**YOUR OBJECTIVE:** Every line below from the one containing "Where can you see the dry" through the one containing "Where can you see the clear" must be transcribed exactly. Omit all lines outside that stretch.

**DATA RECORDS:**
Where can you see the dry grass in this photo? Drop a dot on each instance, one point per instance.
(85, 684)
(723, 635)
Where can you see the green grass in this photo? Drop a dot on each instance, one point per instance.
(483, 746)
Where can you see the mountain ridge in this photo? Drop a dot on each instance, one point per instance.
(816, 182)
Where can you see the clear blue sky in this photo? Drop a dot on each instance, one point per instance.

---

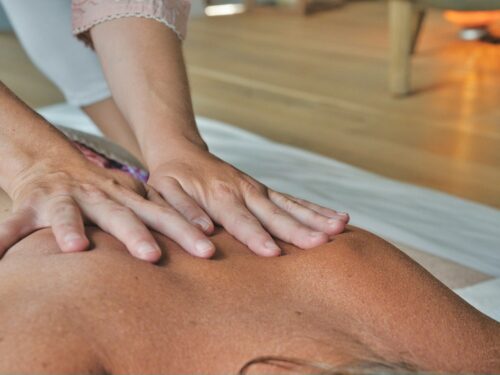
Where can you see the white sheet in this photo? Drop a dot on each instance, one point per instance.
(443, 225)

**TASK RESPONSE:**
Where can you see the dry grass in this photo? Drop a dot on each instance, one point per instance.
(85, 684)
(723, 635)
Where can you see the green grass in this photo? Drop a dot on each instance, one point per instance.
(483, 746)
Where can you see the mountain ridge in this photo? Drop a dot on each instance, one point per instance.
(816, 182)
Where can you see the clear blue sky in this photo? Drop a dot on each instance, one point per instance.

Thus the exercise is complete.